[ASSIGNMENT]
Read each of the lines below and tally those with "dining"; the tally is the whole answer.

[EXTRACTED RECORDS]
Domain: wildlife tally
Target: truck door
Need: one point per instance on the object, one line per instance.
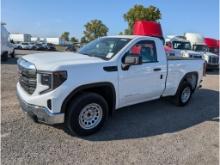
(145, 81)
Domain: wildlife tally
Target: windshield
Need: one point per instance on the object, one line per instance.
(181, 45)
(104, 48)
(202, 48)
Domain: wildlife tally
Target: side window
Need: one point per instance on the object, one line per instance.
(145, 49)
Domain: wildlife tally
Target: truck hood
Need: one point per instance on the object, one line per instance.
(56, 60)
(179, 52)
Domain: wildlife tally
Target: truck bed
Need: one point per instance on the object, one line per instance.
(181, 58)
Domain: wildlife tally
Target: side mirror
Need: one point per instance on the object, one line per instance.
(131, 60)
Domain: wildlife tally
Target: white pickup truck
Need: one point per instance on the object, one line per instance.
(82, 89)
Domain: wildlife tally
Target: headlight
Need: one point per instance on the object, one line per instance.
(52, 80)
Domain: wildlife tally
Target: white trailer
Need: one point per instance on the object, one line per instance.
(20, 37)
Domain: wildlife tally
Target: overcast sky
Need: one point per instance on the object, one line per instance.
(49, 18)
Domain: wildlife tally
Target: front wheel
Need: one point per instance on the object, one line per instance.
(183, 94)
(86, 114)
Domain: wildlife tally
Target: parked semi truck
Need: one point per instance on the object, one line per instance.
(198, 45)
(6, 47)
(212, 44)
(82, 89)
(181, 47)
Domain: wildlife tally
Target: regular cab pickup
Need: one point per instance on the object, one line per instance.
(82, 89)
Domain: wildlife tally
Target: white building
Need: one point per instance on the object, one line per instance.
(19, 37)
(57, 41)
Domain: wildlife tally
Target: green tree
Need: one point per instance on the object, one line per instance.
(74, 39)
(94, 29)
(138, 13)
(65, 36)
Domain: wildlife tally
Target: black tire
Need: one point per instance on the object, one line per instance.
(178, 97)
(73, 114)
(4, 56)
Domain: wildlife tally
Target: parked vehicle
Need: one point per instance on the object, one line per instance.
(82, 89)
(198, 45)
(24, 45)
(32, 45)
(212, 44)
(181, 47)
(6, 47)
(71, 48)
(51, 47)
(39, 46)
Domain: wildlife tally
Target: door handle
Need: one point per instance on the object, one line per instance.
(157, 69)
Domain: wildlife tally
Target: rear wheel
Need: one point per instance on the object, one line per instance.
(86, 114)
(183, 94)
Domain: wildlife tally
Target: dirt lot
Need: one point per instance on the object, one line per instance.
(150, 133)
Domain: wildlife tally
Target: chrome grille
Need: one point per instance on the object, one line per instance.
(27, 76)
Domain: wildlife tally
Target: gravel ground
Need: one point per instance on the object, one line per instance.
(155, 133)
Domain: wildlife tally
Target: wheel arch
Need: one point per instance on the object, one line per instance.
(192, 78)
(105, 89)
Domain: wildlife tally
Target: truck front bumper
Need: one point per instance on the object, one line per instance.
(41, 113)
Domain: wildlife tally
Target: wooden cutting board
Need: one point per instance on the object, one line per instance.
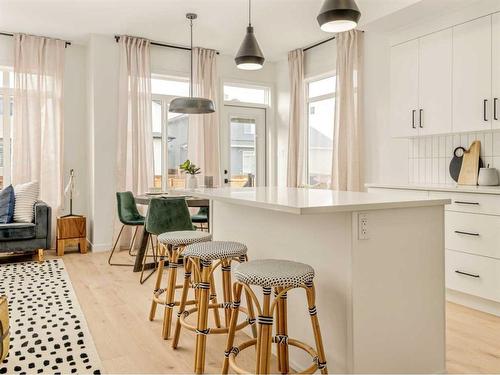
(470, 165)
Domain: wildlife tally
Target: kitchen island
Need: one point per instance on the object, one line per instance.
(380, 286)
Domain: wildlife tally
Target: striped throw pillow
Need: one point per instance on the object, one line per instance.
(26, 196)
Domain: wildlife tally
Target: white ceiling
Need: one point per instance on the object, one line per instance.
(280, 25)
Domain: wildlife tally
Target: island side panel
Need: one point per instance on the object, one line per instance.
(324, 242)
(399, 292)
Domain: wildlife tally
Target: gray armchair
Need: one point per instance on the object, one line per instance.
(28, 237)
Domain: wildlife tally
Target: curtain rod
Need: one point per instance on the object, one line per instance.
(9, 34)
(320, 43)
(117, 38)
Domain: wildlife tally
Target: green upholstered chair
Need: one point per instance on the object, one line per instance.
(129, 215)
(165, 215)
(201, 218)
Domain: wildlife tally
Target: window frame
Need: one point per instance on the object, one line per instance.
(165, 103)
(247, 85)
(308, 101)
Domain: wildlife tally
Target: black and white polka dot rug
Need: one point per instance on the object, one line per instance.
(49, 333)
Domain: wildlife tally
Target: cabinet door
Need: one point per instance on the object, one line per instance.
(435, 75)
(495, 35)
(472, 75)
(404, 89)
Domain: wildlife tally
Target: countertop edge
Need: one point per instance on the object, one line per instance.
(493, 190)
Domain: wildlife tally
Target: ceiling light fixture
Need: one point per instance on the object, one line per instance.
(191, 105)
(249, 56)
(336, 16)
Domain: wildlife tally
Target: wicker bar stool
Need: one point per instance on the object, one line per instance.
(282, 276)
(198, 258)
(171, 245)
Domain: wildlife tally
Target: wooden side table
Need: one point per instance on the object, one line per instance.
(71, 229)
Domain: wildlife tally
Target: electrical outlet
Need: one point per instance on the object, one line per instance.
(363, 227)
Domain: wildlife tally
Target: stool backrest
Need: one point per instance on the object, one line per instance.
(168, 215)
(127, 208)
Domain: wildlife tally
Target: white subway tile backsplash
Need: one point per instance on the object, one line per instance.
(429, 157)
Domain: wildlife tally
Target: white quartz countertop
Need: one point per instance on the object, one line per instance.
(439, 187)
(308, 201)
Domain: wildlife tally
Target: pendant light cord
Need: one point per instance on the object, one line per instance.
(191, 78)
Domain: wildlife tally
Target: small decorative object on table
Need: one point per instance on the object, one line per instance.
(470, 165)
(191, 170)
(488, 176)
(4, 328)
(71, 229)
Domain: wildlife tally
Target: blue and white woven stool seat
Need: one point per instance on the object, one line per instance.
(274, 273)
(215, 250)
(184, 237)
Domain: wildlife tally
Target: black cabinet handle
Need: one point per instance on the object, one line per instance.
(467, 274)
(467, 233)
(470, 203)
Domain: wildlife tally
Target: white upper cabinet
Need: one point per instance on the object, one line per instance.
(404, 89)
(435, 83)
(495, 35)
(472, 101)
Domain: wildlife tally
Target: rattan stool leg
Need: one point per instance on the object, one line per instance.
(232, 326)
(182, 303)
(311, 301)
(264, 339)
(282, 332)
(202, 324)
(161, 264)
(226, 288)
(213, 298)
(170, 293)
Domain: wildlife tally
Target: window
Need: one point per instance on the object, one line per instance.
(246, 94)
(320, 128)
(170, 131)
(6, 113)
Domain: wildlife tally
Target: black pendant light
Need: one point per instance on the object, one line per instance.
(336, 16)
(249, 56)
(191, 105)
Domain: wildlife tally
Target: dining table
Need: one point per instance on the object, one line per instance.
(144, 200)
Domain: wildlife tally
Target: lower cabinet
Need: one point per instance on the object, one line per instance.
(472, 242)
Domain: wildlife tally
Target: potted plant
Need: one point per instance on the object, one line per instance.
(191, 170)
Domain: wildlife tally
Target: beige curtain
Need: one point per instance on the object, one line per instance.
(346, 166)
(203, 138)
(296, 146)
(135, 139)
(37, 133)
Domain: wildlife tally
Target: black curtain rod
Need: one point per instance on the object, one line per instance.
(9, 34)
(320, 43)
(117, 38)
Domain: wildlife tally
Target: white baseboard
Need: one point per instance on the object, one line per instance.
(477, 303)
(99, 248)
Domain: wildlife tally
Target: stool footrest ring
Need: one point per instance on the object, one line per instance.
(215, 330)
(298, 344)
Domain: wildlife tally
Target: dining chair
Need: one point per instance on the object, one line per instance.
(129, 215)
(165, 215)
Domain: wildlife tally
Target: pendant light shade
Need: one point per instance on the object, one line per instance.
(249, 56)
(336, 16)
(191, 105)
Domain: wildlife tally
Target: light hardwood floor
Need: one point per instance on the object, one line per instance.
(116, 307)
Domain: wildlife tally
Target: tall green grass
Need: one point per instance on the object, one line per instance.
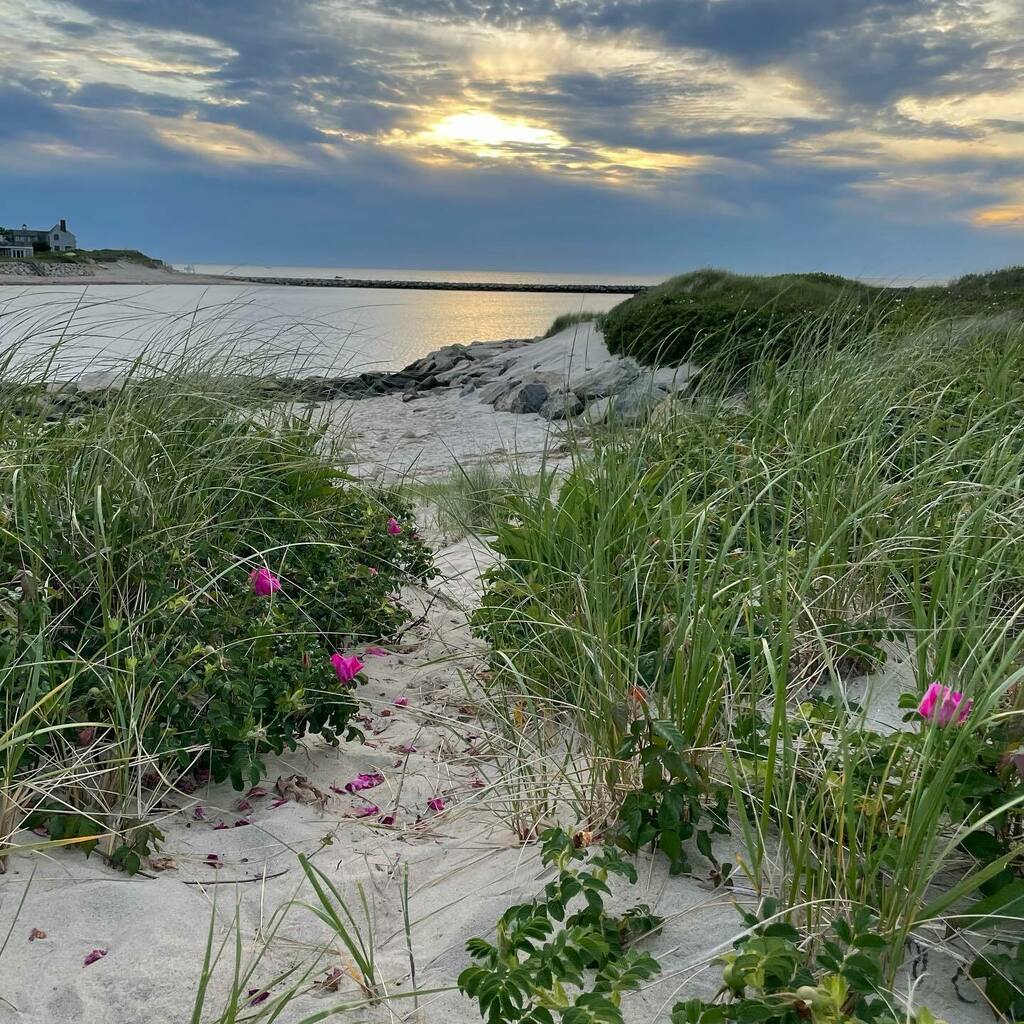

[SOLUTION]
2